■ Exercises to complete:
[a] From the excerpted text, return the passage that begins at the words "The findings are" and stops after "and Greg Mankiw.", copied word for word.
[b] Answer these questions using the excerpted text:
(i) Who is the CEO of the homeless commission?
(ii) Which three people are named as the top echelon of Republican economic types?
(iii) Where was McMegan's piece on Piketty published?
[c] In the excerpted text, shorten the paragraph that begins "The numbers are stunning" and keep its main facts.

■ Excerpted text:
--------------------------------

The findings are part of an independent economic-impact analysis that will be discussed Thursday afternoon by the Central Florida Commission on Homelessness.
"The numbers are stunning," said the homeless commission's CEO, Andrae Bailey. "Our community will spend nearly half a billion dollars [on the chronically homeless], and at the end of the decade, these people will still be homeless. It doesn't make moral sense, and now we know it doesn't make financial sense."
|>
19: I get to defend McMegan!
1. McMegan's Bloomberg piece on Piketty is actually pretty reasonable, by the standards of American journalism. If it didn't have her name on it, I wouldn't have thought twice on its mediocrity.
2. McMegan would be in the midrange, no worse, of Republican economic types. We're talking about a group whose top echelon consists of Douglas Holtz-Eakin, Glenn Hubbard and Greg Mankiw.
25: Indeed, the spread of the Housing First concept has led to plummeting homelessness rates nationwide.
I dunno. I don't think its surprising that the big P is vindicated, because the data seems to be more of a collaboration across multiple academics and institutions over many years and papers, and when it's presented in as open a way as here, that makes it much harder for casual errors to come in.
I understand the reaction that this was pure rhetorical chaff, but I wonder if that's one factor in something more complex. The FT definitely comes with an ideological agenda, and an institutional culture, and two key ingredients of that are comfort with corporate finance, data literacy, and a certain broadsheet assumption of threshold competency from its readership.
So I can imagine Chris Giles or whoever saying "go take a deep dive into Piketty's data and see if there's anything weird", not just from some desire to help Team Money but with the knowledge that he and his staff can wrangle economic data without immediately shooting themselves in the foot.

--------------------------------

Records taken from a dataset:

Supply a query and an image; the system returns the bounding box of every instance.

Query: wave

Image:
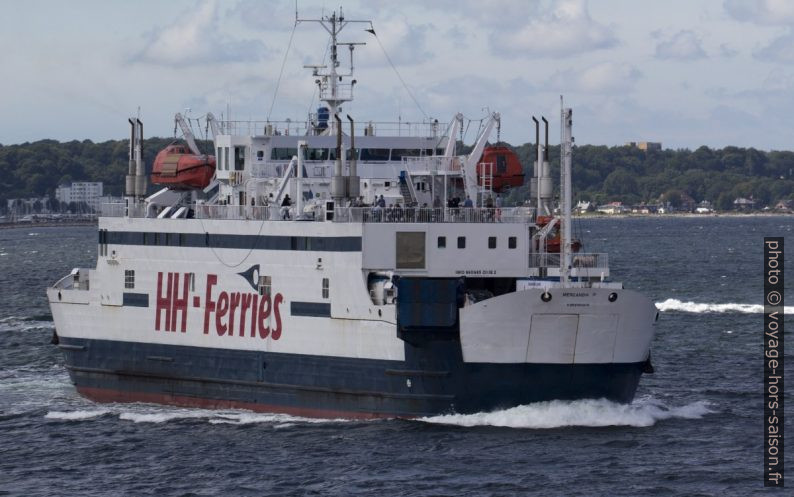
[656,299,794,314]
[44,409,110,421]
[420,398,714,429]
[45,404,348,428]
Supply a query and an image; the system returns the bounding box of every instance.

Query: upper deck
[101,203,535,225]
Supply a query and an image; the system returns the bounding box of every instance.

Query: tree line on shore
[0,138,794,210]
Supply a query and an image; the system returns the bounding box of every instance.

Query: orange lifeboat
[477,145,524,192]
[152,144,215,190]
[535,216,582,254]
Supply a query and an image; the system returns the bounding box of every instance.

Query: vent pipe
[135,118,146,198]
[537,116,554,216]
[529,116,540,205]
[331,113,347,203]
[347,114,361,201]
[124,118,138,197]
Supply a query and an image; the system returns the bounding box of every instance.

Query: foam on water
[420,398,714,429]
[656,299,794,314]
[45,404,348,428]
[44,409,110,421]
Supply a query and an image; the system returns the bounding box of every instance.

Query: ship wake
[656,299,794,314]
[44,404,347,428]
[421,397,714,429]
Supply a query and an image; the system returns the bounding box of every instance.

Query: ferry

--------------------------------

■ Outputs for the tasks:
[a]
The findings are part of an independent economic-impact analysis that will be discussed Thursday afternoon by the Central Florida Commission on Homelessness.
"The numbers are stunning," said the homeless commission's CEO, Andrae Bailey. "Our community will spend nearly half a billion dollars [on the chronically homeless], and at the end of the decade, these people will still be homeless. It doesn't make moral sense, and now we know it doesn't make financial sense."
|>
19: I get to defend McMegan!
1. McMegan's Bloomberg piece on Piketty is actually pretty reasonable, by the standards of American journalism. If it didn't have her name on it, I wouldn't have thought twice on its mediocrity.
2. McMegan would be in the midrange, no worse, of Republican economic types. We're talking about a group whose top echelon consists of Douglas Holtz-Eakin, Glenn Hubbard and Greg Mankiw.

[b]
(i) Andrae Bailey
(ii) Douglas Holtz-Eakin, Glenn Hubbard and Greg Mankiw
(iii) Bloomberg

[c] Andrae Bailey, CEO of the homeless commission, called the numbers stunning. He said the community will spend nearly half a billion dollars on the chronically homeless, and they will still be homeless at the end of the decade. In his view, this makes no moral or financial sense.